### Task directions
Go through the listing that follows and report the number of lines with the string "below" in them, nothing more.

______________________________

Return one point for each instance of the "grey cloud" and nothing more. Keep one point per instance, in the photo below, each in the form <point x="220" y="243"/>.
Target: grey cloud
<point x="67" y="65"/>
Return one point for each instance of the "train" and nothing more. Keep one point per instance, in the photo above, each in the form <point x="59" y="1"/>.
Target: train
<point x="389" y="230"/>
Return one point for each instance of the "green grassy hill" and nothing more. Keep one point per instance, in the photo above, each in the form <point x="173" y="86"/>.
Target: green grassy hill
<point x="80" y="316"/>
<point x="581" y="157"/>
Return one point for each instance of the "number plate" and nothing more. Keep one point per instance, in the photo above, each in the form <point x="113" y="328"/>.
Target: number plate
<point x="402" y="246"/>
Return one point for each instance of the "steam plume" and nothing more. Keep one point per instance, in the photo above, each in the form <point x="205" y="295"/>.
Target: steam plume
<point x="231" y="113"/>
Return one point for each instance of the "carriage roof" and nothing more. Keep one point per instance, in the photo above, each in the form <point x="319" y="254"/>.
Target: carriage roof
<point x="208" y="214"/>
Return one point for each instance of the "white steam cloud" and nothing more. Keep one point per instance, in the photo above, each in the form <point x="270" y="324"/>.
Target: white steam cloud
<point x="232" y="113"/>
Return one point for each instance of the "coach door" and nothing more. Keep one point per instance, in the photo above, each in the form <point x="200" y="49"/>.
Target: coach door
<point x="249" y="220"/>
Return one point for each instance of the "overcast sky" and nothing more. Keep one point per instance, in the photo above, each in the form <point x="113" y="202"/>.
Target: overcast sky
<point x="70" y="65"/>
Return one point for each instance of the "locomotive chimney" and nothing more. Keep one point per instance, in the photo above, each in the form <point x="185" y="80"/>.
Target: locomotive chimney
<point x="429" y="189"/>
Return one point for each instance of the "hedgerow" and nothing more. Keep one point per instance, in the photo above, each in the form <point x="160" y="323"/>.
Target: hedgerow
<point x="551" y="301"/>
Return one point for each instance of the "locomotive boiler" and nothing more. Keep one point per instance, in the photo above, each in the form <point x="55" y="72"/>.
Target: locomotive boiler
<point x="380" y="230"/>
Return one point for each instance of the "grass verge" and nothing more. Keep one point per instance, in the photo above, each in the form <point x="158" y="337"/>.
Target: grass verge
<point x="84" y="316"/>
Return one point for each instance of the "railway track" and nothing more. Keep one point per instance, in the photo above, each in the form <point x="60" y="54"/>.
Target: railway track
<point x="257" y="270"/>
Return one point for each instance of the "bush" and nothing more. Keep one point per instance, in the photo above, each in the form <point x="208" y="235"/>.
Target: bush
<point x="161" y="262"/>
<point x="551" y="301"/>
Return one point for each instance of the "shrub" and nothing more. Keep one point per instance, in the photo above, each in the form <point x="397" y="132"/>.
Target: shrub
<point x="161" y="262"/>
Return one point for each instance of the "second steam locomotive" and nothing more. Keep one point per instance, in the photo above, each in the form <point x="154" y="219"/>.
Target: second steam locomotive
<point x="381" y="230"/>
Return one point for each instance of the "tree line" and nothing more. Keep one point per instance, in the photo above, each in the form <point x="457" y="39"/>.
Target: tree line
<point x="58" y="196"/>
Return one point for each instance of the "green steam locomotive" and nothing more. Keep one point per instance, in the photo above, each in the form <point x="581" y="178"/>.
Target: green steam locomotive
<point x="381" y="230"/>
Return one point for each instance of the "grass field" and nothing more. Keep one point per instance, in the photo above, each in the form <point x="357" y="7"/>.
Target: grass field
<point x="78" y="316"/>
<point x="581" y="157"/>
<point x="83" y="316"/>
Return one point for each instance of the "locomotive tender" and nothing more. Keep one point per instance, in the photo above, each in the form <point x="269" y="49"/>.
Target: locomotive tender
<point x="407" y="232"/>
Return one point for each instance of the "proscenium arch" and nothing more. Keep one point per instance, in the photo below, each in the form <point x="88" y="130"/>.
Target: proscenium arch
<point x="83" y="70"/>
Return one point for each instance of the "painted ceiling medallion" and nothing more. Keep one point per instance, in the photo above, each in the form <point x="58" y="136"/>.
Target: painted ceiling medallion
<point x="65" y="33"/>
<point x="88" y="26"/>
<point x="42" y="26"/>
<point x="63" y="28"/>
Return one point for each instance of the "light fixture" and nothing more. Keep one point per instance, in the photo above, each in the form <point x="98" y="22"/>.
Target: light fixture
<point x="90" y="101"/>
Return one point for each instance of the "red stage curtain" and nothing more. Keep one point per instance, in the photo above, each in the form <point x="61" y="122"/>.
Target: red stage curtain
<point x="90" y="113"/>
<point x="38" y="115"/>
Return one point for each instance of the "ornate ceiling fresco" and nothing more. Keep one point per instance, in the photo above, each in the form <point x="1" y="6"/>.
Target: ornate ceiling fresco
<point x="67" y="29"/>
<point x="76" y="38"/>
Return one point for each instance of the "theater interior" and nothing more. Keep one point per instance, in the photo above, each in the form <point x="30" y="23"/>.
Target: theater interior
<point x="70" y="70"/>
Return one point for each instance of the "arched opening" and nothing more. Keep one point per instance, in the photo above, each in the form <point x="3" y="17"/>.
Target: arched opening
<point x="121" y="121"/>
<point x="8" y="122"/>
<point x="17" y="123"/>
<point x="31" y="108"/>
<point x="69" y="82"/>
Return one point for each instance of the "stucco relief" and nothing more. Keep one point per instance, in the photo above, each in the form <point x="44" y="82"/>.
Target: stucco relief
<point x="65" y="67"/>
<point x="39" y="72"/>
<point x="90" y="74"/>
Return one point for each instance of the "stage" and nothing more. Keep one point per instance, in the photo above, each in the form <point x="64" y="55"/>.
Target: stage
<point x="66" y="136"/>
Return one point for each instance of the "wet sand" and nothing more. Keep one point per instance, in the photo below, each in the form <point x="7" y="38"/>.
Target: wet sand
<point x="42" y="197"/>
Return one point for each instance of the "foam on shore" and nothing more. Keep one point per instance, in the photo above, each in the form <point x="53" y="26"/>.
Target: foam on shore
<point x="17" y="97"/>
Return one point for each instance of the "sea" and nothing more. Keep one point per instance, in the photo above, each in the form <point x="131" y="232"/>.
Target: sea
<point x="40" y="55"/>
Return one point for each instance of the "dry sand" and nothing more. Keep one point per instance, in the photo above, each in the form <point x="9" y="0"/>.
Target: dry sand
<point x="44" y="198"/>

______________________________

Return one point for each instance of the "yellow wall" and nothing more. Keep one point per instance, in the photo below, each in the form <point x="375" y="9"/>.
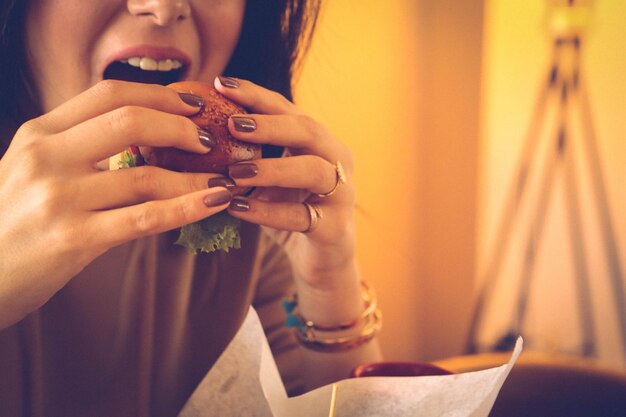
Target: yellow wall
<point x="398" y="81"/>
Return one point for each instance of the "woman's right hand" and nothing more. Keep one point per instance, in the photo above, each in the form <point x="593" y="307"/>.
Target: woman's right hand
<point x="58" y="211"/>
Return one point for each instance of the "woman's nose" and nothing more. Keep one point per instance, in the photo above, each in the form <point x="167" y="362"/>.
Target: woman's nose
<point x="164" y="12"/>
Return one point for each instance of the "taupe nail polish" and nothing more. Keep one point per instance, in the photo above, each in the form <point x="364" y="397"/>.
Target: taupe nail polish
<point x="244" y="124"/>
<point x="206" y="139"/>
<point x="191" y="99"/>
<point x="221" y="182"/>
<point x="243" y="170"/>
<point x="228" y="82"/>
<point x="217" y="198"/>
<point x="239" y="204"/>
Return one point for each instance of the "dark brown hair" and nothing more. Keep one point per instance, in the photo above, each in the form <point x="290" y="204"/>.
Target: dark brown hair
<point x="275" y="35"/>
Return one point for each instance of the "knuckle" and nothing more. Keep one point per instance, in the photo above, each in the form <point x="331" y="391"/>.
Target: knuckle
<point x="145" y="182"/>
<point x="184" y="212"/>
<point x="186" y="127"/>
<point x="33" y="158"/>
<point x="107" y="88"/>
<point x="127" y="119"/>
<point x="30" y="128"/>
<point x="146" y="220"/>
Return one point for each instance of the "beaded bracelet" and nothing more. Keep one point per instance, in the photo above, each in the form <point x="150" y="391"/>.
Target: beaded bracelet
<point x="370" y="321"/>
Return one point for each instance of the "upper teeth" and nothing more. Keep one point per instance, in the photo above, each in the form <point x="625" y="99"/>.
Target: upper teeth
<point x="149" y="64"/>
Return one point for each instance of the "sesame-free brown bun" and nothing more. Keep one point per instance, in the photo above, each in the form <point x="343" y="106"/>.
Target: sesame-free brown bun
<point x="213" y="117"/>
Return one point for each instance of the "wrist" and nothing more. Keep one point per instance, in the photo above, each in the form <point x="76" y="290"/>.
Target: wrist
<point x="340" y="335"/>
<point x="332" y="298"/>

______________________________

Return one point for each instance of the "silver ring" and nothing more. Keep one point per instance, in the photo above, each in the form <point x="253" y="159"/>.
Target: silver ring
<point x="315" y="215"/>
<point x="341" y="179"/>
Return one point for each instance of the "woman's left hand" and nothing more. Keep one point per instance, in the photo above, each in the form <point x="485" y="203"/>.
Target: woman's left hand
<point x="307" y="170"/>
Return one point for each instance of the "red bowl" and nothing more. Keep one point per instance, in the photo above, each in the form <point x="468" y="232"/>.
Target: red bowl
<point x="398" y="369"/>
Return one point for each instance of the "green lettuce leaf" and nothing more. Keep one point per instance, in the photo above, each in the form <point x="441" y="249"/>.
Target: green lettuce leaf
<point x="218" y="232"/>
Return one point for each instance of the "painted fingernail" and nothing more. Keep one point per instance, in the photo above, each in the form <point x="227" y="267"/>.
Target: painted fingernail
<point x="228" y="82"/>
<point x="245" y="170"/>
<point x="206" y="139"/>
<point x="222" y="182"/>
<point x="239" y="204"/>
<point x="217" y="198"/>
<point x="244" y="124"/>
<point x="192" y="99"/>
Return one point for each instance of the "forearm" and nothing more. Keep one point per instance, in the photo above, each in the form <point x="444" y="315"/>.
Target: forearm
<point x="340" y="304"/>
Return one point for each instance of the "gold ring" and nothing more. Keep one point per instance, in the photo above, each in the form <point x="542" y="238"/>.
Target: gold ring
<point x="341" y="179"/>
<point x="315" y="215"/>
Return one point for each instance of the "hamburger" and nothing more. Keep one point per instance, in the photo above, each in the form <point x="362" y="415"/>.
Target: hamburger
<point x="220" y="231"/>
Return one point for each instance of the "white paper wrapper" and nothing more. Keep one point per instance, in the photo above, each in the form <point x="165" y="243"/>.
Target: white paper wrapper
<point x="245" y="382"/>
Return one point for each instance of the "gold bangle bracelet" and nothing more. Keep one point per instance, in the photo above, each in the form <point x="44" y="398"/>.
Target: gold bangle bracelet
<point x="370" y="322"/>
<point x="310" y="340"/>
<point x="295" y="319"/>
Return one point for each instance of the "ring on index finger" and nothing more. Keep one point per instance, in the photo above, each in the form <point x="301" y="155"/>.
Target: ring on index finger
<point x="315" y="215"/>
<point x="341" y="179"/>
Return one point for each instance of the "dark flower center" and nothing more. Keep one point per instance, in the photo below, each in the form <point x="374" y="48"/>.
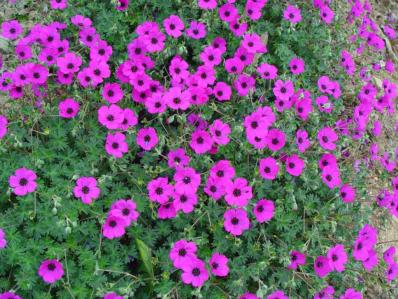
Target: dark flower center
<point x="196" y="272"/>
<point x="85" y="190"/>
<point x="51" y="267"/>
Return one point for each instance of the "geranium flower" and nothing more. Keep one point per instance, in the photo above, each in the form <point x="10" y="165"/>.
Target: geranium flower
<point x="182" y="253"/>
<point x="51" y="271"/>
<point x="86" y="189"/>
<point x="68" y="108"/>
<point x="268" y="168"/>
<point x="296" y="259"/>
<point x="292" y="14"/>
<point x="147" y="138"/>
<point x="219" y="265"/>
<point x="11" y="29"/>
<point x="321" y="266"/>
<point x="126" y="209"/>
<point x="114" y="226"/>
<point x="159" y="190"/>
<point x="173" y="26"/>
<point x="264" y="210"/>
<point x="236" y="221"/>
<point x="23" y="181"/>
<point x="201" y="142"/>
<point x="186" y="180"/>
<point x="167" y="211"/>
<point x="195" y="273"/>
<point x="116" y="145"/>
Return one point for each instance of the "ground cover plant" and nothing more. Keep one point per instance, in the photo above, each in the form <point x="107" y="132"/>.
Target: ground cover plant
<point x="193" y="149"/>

______________________________

### Task output
5